§ Exercise instructions:
A. In the text on the bioengineered water filtration system, within what medium are the bacteria immobilized?
B. List the bacterial strains that the text on the bioengineered water filtration system names.
C. Copy the text on the bioengineered water filtration system word for word, from "The system consists" to "sustained filtration efficiency.".

Text excerpt section start

Heavy metal contamination in drinking water is a severe issue in places around the world, with high heavy metal concentrations causing a variety of health complications including neurological deficits and kidney issues. Traditional filtration methods can often be limited in efficiency, cost, and scalability. To address these challenges, a bioengineered filtration system has been developed using genetically modified bacteria to enhance the removal of heavy metals through biosorption, bioaccumulation, and bioprecipitation processes.

The system consists of three filtration chambers, each with a different bacterial strain—Escherichia coli, Bacillus subtilis, and Pseudomonas putida—selected for its ability to target and remove specific heavy metals. Engineered plasmids containing genes for metal-detoxifying enzymes, metallothioneins, and efflux pumps were introduced into these bacteria, improving their capacity for heavy metal filtration. The bacteria are also immobilized within a biochar medium to ensure stability and sustained filtration efficiency.

Text excerpt section end
Information given section start

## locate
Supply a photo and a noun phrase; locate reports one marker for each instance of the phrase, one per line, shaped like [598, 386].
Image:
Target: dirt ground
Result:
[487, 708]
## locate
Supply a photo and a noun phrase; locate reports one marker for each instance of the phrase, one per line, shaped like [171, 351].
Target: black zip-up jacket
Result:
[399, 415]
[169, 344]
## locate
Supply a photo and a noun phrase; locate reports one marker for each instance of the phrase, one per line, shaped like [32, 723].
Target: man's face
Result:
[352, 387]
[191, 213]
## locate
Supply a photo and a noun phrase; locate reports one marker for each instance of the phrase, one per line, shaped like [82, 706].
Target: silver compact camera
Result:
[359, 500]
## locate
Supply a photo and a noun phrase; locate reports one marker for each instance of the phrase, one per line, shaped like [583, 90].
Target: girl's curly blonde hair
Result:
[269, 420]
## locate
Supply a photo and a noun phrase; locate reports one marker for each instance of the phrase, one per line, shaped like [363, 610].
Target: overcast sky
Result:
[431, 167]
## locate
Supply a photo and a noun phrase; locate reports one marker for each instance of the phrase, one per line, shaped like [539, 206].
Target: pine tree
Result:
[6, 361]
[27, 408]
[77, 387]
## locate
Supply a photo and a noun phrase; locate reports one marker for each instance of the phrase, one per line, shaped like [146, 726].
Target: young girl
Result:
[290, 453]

Information given section end
Information given section start

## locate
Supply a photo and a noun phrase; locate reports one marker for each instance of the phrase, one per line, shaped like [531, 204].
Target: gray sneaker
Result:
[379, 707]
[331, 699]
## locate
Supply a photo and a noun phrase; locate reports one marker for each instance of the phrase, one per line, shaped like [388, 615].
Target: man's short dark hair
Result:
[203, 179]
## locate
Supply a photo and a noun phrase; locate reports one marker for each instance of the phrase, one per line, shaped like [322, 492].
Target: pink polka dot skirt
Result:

Information given section end
Information given section start

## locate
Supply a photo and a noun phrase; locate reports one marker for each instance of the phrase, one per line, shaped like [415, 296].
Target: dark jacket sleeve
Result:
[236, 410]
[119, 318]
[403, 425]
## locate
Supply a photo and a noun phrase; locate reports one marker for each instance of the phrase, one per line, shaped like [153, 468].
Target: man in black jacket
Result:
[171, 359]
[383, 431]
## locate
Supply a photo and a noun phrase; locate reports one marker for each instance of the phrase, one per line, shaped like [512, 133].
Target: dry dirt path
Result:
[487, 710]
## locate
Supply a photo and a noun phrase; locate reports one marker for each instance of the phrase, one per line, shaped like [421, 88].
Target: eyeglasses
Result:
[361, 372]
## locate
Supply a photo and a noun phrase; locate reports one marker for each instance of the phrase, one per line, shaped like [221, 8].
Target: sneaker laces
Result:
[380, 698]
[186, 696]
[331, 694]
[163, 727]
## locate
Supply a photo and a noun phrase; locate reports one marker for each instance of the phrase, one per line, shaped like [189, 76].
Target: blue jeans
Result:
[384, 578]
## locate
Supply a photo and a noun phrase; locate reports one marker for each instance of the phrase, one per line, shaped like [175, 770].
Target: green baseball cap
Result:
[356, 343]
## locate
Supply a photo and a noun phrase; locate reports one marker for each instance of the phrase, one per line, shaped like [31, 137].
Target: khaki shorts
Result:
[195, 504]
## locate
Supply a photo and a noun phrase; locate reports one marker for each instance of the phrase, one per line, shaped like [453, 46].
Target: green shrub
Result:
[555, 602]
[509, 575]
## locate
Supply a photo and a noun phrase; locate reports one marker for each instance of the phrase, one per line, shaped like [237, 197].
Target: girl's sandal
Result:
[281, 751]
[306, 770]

Information given section end

§ Task-by-task results:
A. A biochar medium.

B. Escherichia coli, Bacillus subtilis, Pseudomonas putida

C.
The system consists of three filtration chambers, each with a different bacterial strain—Escherichia coli, Bacillus subtilis, and Pseudomonas putida—selected for its ability to target and remove specific heavy metals. Engineered plasmids containing genes for metal-detoxifying enzymes, metallothioneins, and efflux pumps were introduced into these bacteria, improving their capacity for heavy metal filtration. The bacteria are also immobilized within a biochar medium to ensure stability and sustained filtration efficiency.